> _Listing_
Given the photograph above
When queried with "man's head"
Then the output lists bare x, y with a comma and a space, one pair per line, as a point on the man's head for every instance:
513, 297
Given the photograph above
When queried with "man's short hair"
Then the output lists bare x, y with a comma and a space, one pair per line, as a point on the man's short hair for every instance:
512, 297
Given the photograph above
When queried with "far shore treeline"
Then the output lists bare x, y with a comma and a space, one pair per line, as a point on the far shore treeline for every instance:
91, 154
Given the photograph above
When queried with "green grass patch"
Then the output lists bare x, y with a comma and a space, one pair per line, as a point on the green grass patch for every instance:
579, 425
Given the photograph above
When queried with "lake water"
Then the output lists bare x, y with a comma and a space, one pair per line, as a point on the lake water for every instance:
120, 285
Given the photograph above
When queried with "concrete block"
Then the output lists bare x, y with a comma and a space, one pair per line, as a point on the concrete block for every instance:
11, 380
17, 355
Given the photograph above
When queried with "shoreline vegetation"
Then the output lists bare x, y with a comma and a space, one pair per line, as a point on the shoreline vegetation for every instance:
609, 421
---
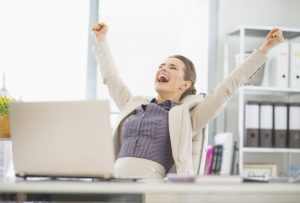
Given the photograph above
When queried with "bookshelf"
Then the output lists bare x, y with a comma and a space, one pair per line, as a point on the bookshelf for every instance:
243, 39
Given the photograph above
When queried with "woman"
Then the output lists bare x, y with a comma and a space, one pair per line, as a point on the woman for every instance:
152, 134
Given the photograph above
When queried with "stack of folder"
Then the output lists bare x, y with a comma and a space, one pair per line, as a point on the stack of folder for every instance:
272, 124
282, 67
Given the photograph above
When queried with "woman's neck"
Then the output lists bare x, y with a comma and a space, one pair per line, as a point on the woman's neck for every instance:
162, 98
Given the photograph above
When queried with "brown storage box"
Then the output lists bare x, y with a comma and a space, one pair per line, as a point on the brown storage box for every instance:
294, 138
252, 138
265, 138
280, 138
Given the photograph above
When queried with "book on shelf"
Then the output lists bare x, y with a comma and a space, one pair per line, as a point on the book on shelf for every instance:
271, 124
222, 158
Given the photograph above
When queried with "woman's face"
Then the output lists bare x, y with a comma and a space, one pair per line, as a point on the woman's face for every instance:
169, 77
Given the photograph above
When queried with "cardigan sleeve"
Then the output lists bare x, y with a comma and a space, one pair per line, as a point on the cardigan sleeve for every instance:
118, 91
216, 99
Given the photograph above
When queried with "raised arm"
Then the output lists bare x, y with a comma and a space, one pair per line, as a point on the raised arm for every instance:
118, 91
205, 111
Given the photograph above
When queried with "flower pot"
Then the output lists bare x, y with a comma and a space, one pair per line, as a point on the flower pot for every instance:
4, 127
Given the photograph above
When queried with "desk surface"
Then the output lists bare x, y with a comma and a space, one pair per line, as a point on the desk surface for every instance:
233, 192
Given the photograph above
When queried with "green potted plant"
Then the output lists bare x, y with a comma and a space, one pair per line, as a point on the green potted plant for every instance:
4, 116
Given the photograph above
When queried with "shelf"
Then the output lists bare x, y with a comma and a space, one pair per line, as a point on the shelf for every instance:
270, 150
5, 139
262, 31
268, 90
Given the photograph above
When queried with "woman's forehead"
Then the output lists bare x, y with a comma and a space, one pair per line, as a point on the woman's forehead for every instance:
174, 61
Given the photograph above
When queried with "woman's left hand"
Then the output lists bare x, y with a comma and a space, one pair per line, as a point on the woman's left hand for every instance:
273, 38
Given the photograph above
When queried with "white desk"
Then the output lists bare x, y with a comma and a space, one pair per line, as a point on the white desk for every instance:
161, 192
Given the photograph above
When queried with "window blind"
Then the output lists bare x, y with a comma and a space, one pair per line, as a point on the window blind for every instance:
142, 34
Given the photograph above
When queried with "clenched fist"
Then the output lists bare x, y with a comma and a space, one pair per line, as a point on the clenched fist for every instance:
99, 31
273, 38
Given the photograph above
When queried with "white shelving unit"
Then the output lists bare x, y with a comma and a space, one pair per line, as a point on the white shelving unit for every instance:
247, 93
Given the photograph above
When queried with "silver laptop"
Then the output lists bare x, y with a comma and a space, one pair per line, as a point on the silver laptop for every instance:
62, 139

> _Directions_
How many lines of the listing contain the string "bookshelf"? Case counts, and the answer should be the number alone.

> _Result_
2